# [EXCERPTED TEXT]
__________________________________________________

Mahinda Wijesinghe: “Neil Chanmugam: A Distinguished Cricketer of Yesteryear”

Celebrated alumnus of S. Thomas’ College Mt. Lavinia, cricketer, Neil Chanmugam (1940–2014) who passed away on the eve of celebrating his 74th birthday, first made his mark as a fresher in the Royal-Thomian cricket encounter  of  1958. S. Thomas’ having been dismissed for a modest 192 runs was in danger of letting Royal amass a comfortable total but Chanmugam coming on first change dismissed 3 of the top 4 Royal batsmen with his wily off-spinner and restricted the Royalists from running away to a big total, and eventually the match petered out to a tame draw. Neil played for S. Thomas’ College in 1958 & 1959.

23.Triumphant SSC side Neil in typical jaunty return to pavilion after a penetrating session of bowling

Though capable of academia, from then on cricket was his forte. Not in Engineering studies nor a stint at Accountancy took his fancy. His interest lay in the King of games, at least as it used to be known so in those times. Neil was a devoted student of cricket. That was his undying love. He lived as a thinking off-spinner and a hard-hitting middle-order batsman and who was a good fielder as any. Neil represented the Tamil Union and the S.S.C. with great distinction in the Saravanamuttu Trophy when unfortunately we did not have first-class domestic status.

__________________________________________________

# [RECORDS]
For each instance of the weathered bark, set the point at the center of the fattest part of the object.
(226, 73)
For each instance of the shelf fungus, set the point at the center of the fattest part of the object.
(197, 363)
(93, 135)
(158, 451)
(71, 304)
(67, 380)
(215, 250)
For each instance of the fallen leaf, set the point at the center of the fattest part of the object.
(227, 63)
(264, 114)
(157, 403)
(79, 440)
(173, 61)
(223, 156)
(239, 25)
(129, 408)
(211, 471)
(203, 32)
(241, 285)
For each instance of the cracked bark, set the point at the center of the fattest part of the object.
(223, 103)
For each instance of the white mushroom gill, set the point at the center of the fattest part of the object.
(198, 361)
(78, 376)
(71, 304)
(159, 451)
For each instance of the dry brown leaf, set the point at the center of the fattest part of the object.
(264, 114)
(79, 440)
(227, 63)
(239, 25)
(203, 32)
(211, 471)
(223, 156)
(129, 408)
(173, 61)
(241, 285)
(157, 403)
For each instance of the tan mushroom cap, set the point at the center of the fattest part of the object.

__________________________________________________

From the piece on Neil Chanmugam, copy word for word the part that opens with the words "Celebrated alumnus of" and closes with "1958 & 1959.".

Celebrated alumnus of S. Thomas’ College Mt. Lavinia, cricketer, Neil Chanmugam (1940–2014) who passed away on the eve of celebrating his 74th birthday, first made his mark as a fresher in the Royal-Thomian cricket encounter  of  1958. S. Thomas’ having been dismissed for a modest 192 runs was in danger of letting Royal amass a comfortable total but Chanmugam coming on first change dismissed 3 of the top 4 Royal batsmen with his wily off-spinner and restricted the Royalists from running away to a big total, and eventually the match petered out to a tame draw. Neil played for S. Thomas’ College in 1958 & 1959.